Adolfo Cardenas smiles faintly at the memory of traveling with his 14-year-old son from Honduras to the U.S.-Mexico border in only nine days, riding buses and paying a smuggler $6,000 to ensure passage through highway checkpoints.
Father and son walked about 10 minutes in Arizona’s stifling June heat before surrendering to border agents. Instead of being released with paperwork to appear in immigration court in Dallas, where Cardenas hopes to live with a cousin, they were bused more than an hour to wait in the Mexican border city of Mexicali.
“It was a surprise. I never imagined this would happen,” Cardenas, 39, said while waiting at a Mexicali migrant shelter for his fifth court appearance in San Diego, on Jan. 24.
Illegal crossings plummeted across the border after the Trump administration made more asylum-seekers wait in Mexico for hearings in U.S. court. The drop has been most striking on the western Arizona border, a pancake-flat desert with a vast canal system from the Colorado River that turns bone-dry soil into fields of melons and wheat and orchards of dates and lemons.
Arrests in the Border Patrol’s Yuma sector nearly hit 14,000 in May, when the policy to make asylum-seekers wait in Mexico took effect there. By October, they fell 94 percent, to less than 800, and have stayed there since, making Yuma the second-slowest of the agency’s nine sectors on the Mexican border, just ahead of the perennially quiet Big Bend sector in Texas.
Illegal crossings in western Arizona have swung sharply before, and there are several reasons for the recent drop. But Anthony Porvaznik, chief of the Border Patrol’s Yuma sector, said the so-called Migration Protection Protocols have been a huge deterrent, based on agents’ interviews with people arrested.

TASK SET =>
1. Return the section of the border crossings article that begins at the words "Adolfo Cardenas smiles" and stops after "city of Mexicali.", copied word for word.
2. List every crop or fruit named in the border crossings article as grown in western Arizona.

DATA EXTRACT =>
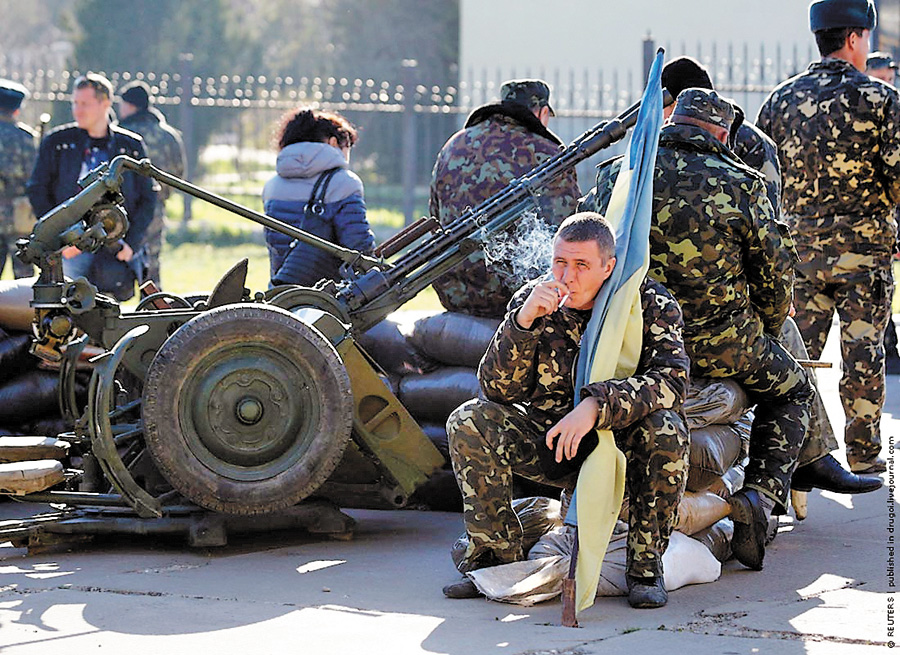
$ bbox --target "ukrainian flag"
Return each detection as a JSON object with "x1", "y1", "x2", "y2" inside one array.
[{"x1": 566, "y1": 49, "x2": 663, "y2": 612}]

WRITTEN ANSWERS =>
1.
Adolfo Cardenas smiles faintly at the memory of traveling with his 14-year-old son from Honduras to the U.S.-Mexico border in only nine days, riding buses and paying a smuggler $6,000 to ensure passage through highway checkpoints.
Father and son walked about 10 minutes in Arizona’s stifling June heat before surrendering to border agents. Instead of being released with paperwork to appear in immigration court in Dallas, where Cardenas hopes to live with a cousin, they were bused more than an hour to wait in the Mexican border city of Mexicali.

2.
- melons
- wheat
- dates
- lemons